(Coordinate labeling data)

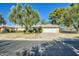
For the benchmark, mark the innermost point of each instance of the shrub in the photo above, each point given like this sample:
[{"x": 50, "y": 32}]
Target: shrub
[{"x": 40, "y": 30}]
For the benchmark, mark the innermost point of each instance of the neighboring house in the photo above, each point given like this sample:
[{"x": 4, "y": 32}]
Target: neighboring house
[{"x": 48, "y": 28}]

* * *

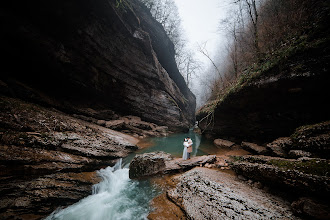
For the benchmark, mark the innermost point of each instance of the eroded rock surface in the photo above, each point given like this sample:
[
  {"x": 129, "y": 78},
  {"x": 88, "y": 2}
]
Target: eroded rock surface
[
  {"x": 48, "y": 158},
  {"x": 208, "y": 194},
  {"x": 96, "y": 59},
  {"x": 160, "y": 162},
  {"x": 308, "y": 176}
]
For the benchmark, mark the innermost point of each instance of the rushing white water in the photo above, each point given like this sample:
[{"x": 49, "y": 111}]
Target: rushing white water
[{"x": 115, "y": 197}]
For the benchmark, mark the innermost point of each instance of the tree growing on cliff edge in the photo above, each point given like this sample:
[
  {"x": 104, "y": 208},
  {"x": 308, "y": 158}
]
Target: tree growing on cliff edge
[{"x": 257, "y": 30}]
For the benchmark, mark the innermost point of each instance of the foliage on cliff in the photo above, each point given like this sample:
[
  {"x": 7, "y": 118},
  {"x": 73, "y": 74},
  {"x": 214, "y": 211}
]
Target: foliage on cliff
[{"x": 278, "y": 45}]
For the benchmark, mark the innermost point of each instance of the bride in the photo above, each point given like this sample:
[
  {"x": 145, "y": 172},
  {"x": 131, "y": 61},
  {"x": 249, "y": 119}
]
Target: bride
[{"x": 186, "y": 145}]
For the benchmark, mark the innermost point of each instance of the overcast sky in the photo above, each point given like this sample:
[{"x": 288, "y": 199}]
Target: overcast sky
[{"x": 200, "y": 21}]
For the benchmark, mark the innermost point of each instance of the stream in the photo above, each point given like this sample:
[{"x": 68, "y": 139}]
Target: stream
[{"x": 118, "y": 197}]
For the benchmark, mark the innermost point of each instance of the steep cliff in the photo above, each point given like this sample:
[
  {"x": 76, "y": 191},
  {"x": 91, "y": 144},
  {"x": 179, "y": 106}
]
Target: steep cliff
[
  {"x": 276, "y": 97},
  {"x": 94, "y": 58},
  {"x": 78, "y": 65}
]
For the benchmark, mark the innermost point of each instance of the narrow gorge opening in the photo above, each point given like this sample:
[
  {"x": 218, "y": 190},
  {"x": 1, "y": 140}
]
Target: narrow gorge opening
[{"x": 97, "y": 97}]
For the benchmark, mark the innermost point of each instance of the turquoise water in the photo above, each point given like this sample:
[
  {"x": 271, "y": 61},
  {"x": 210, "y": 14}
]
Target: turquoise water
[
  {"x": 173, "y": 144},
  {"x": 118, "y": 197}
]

Stated task.
Extract each line of the items above that contains the string "surface". Case matters.

Result of the exercise.
For the benchmark, mark the innermost point of each instance of the eroded rock surface in the photo above, each point given like this sample:
Target: eroded rock surface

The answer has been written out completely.